§ **Requirements**
Rewrite the records below with "single marker" changed to "one marker" wherever it occurs, keeping everything else the same. Omit the pictures.

§ **Dataset**
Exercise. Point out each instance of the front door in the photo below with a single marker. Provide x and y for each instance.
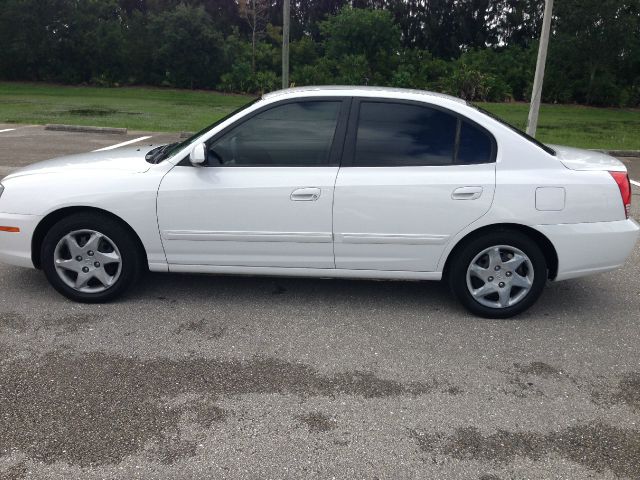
(412, 177)
(265, 196)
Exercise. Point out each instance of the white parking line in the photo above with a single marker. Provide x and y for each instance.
(122, 144)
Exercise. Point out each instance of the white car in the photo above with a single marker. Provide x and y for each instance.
(349, 182)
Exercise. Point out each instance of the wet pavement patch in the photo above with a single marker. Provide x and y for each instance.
(596, 446)
(539, 369)
(203, 327)
(13, 321)
(318, 422)
(70, 323)
(172, 448)
(629, 392)
(94, 409)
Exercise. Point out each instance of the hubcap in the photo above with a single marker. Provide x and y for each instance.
(87, 261)
(500, 276)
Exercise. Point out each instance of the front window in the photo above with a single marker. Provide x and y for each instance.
(292, 134)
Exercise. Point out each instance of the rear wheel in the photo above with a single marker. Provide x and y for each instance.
(498, 275)
(90, 258)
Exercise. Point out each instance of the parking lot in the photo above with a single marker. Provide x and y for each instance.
(231, 377)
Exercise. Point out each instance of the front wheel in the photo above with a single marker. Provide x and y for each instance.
(498, 275)
(90, 258)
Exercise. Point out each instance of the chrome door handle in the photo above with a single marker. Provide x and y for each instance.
(309, 194)
(466, 193)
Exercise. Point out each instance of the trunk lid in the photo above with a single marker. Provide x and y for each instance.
(580, 159)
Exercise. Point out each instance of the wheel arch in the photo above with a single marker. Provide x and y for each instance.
(549, 251)
(54, 217)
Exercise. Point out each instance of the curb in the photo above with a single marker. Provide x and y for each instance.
(83, 129)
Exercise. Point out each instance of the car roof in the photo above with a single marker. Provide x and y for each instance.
(345, 90)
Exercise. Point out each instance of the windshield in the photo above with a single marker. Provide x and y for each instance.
(547, 149)
(159, 154)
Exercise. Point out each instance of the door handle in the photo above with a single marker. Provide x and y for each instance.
(309, 194)
(466, 193)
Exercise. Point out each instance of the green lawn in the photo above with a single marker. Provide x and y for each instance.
(155, 109)
(150, 109)
(577, 126)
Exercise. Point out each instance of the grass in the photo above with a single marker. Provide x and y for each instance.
(577, 126)
(157, 109)
(136, 108)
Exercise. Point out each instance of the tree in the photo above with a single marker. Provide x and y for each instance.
(366, 39)
(255, 13)
(188, 50)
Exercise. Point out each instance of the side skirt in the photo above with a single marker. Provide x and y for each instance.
(305, 272)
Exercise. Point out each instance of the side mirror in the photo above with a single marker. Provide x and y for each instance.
(198, 155)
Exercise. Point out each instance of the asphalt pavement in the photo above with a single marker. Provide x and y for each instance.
(195, 376)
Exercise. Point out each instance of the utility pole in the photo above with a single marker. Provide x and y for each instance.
(536, 94)
(286, 20)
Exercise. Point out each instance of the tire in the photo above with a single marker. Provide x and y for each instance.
(90, 258)
(499, 274)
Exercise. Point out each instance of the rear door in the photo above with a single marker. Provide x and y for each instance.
(412, 176)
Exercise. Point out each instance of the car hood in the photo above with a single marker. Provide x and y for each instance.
(127, 159)
(580, 159)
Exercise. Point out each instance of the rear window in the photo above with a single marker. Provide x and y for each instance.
(475, 145)
(524, 135)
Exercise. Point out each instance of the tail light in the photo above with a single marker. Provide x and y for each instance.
(622, 179)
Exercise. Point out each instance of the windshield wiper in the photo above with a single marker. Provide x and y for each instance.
(156, 155)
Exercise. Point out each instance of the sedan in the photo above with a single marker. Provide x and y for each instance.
(342, 182)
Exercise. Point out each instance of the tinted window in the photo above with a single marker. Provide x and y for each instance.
(400, 134)
(294, 134)
(475, 145)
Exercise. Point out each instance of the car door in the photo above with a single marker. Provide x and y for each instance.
(413, 175)
(264, 197)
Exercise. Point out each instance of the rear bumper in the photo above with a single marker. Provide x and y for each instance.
(15, 248)
(587, 248)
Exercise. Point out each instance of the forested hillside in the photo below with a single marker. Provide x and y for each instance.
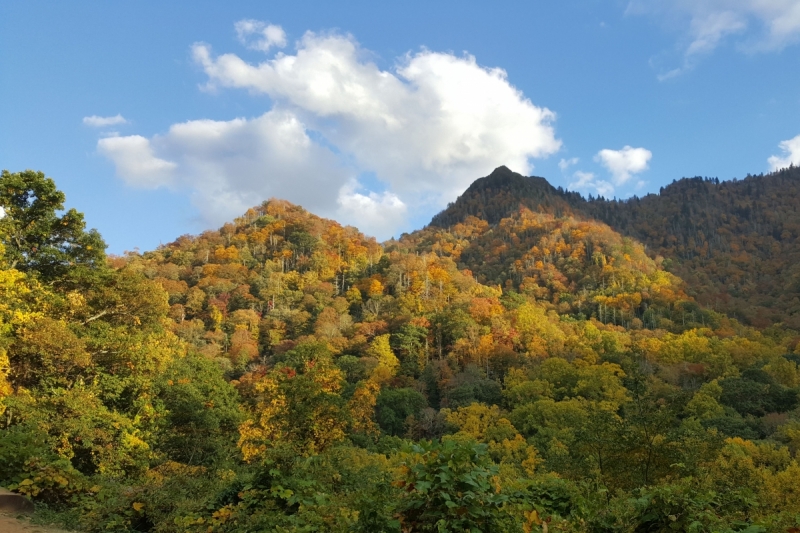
(285, 373)
(734, 243)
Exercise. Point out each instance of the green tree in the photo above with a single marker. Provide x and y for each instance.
(38, 239)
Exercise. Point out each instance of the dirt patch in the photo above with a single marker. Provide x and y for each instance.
(11, 524)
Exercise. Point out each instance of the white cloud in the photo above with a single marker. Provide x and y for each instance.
(101, 122)
(436, 122)
(564, 164)
(791, 154)
(136, 162)
(758, 25)
(231, 165)
(624, 163)
(267, 35)
(587, 182)
(381, 213)
(426, 129)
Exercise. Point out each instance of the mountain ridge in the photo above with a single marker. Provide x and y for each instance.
(733, 242)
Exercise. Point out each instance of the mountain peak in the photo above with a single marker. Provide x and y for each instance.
(499, 194)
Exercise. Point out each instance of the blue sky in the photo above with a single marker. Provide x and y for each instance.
(378, 114)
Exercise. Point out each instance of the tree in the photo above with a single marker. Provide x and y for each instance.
(36, 238)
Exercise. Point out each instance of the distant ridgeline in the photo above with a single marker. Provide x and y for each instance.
(734, 243)
(518, 365)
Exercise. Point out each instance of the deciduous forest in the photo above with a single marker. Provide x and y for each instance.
(530, 361)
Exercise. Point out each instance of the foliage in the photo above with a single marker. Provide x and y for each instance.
(530, 370)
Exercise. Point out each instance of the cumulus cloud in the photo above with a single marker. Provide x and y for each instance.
(257, 35)
(101, 122)
(426, 128)
(587, 182)
(564, 164)
(757, 25)
(381, 213)
(231, 165)
(791, 154)
(624, 163)
(136, 161)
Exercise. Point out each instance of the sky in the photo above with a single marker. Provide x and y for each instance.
(159, 119)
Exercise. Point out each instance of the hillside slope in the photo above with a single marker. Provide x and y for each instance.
(734, 243)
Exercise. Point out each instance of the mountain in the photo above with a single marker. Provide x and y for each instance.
(735, 243)
(523, 370)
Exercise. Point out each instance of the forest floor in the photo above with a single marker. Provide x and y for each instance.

§ **Output of the task**
Exercise. Point out each instance of the front door in the photo below with a one marker. Provide x and y for each instance.
(412, 177)
(265, 196)
Exercise. Point out each instance of the white parking line in the photo above with a one marker. Provide x and y for each instance.
(122, 144)
Exercise. Point out each instance of the white car in the photo above with a one marker. Provide x and y for each instance.
(349, 182)
Exercise. Point out each instance of the wet pavement patch in the photo above with a one marker. Provide x and y for each instance.
(596, 446)
(539, 369)
(203, 327)
(13, 321)
(318, 422)
(70, 323)
(172, 448)
(629, 392)
(94, 409)
Exercise. Point out each instance of the hubcap in the photo above with a one marker. Provide x and y for each instance.
(87, 261)
(500, 276)
Exercise. Point out each instance of the front window in the photo above with a one marker. Provide x and y for each instance.
(292, 134)
Exercise. Point out each instance of the rear wheel in the photo above with a one marker. Provide x and y for each instance.
(498, 275)
(90, 258)
Exercise. Point out each instance of the parking lot in the photo above with a one marker. Provide x and y for each instance.
(231, 377)
Exercise. Point out each instance of the front wheel in the photo above with a one marker. Provide x and y for each instance.
(498, 275)
(90, 258)
Exercise. Point out each instance of the chrome door handle in the photo above with a one marker. Provide x and y for each instance.
(309, 194)
(466, 193)
Exercise. Point out each instance of the trunk lid in the photo above with a one marker. Provide x and y for each instance.
(580, 159)
Exercise. Point out each instance of the wheel arch in the photo above with a one marker. Provide x and y for each instance.
(549, 251)
(54, 217)
Exercise. Point out each instance of the curb in the photo above with a one marker. Provide x and y for each instance.
(83, 129)
Exercise. Point out each instance of the car roof in the photo above with a one marker. Provide x and y for each instance.
(345, 90)
Exercise. Point out each instance of the windshield in the photo above with a one marker. Provide x and y for each instance.
(547, 149)
(159, 154)
Exercise. Point out each instance of the door handle in the photo above with a one marker. Provide x and y for each instance.
(309, 194)
(466, 193)
Exercise. Point out each instance of the green lawn in the photo above with a one marker. Provide x and y for each instance.
(155, 109)
(150, 109)
(577, 126)
Exercise. Point out each instance of the grass in the photo above with a one marker. Provide x and y for each instance.
(577, 126)
(157, 109)
(136, 108)
Exercise. Point out each instance of the tree in the photo above with a one marker. Provide x and y for each instance.
(366, 39)
(255, 13)
(188, 50)
Exercise. Point out each instance of the side skirt in the photo above with a one marker. Provide x and y for each instance.
(305, 272)
Exercise. Point out each instance of the side mirror in the photo above with a one marker. Provide x and y for each instance.
(198, 155)
Exercise. Point out each instance of the asphalt pavement in the photo above with a one marker. Provide x and y for each instance.
(195, 376)
Exercise. Point out each instance of the utility pole in the photo above with a one marker. Provide x and y for each instance.
(536, 94)
(286, 20)
Exercise. Point out each instance of the tire in the photo above with a one marker. Provide x and y for each instance.
(90, 258)
(499, 274)
Exercise. Point out each instance of the rear door in the photo above with a one marker. Provide x and y for each instance.
(412, 176)
Exercise. Point out each instance of the car hood in the photo above with a one marker. Provide x and y for each instance.
(127, 159)
(580, 159)
Exercise. Point out each instance of the rear window in the photo above with a one marker. Provide x and y for each instance.
(475, 145)
(524, 135)
Exercise. Point out each instance of the tail light in the photo above with a one marker. Provide x and y for each instance.
(622, 179)
Exercise. Point out each instance of the windshield wiper in the photo above with a one marker. Provide x and y for each instance.
(156, 155)
Exercise. Point out each instance of the sedan in the photo above with a one marker. Provide x and y for each instance.
(342, 182)
Exercise. Point out each instance of the tinted window in the photo above with a one marker. Provide x and y for each instance.
(400, 134)
(294, 134)
(475, 145)
Exercise. Point out each instance of the car door in the photo above with a one marker. Provide x and y for each instance.
(413, 175)
(264, 197)
Exercise. Point out each instance of the rear bumper in the photo above with a one marker. Provide x and y for each instance.
(15, 248)
(587, 248)
Exercise. Point out each instance of the forested hillside in the photo below with a one marker. Provide x and y for each instance.
(285, 373)
(734, 243)
Exercise. Point out each instance of the green tree in the photo above with a one marker. Provide x and y for each instance.
(38, 239)
Exercise. Point out each instance of the dirt patch in the photo above with a one marker. Provide x and y for each instance.
(11, 524)
Exercise. Point out each instance of the white cloud in the photo above with a one marker. Provide x and y for each instance.
(101, 122)
(436, 122)
(564, 164)
(791, 154)
(136, 162)
(758, 25)
(231, 165)
(624, 163)
(267, 35)
(587, 182)
(381, 213)
(426, 129)
Exercise. Point out each instance of the mountain ridge in the photo above with a one marker. Provide x and y for each instance.
(733, 242)
Exercise. Point out each instance of the mountain peak in the photo above with a one marker. Provide x and y for each instance.
(499, 194)
Exercise. Point out each instance of the blue sky in the photo above with a one marker. Provide x and y for each instance.
(378, 114)
Exercise. Point out each instance of the tree in the photo above with a one marker. Provide x and y for each instance.
(36, 238)
Exercise. Point out each instance of the distant ridgeline in the photo above with a one marker. Provide x and y for each instance.
(734, 243)
(518, 365)
Exercise. Point out each instance of the deciduous forest in the photo above with a one marker. Provide x and y for each instance.
(530, 361)
Exercise. Point out each instance of the foliage in the photo above with a one marker. Provide x and y for each instance.
(530, 370)
Exercise. Point out each instance of the cumulus cloud in the photo above with a one marker. Provide x and y for each instance.
(257, 35)
(101, 122)
(426, 128)
(587, 182)
(564, 164)
(757, 25)
(381, 213)
(231, 165)
(791, 154)
(624, 163)
(136, 161)
Exercise. Point out each instance of the sky in the photo above with a one marker. Provide x and y for each instance.
(159, 119)
Exercise. Point out each instance of the hillside slope in the photo above with a one marker. Provide x and y for each instance.
(734, 243)
Exercise. Point out each instance of the mountain in the photo above with a one marker. Provide x and y for each instance.
(735, 243)
(523, 370)
Exercise. Point out each instance of the forest floor in the photo above with a one marker. Provide x and y for each instance.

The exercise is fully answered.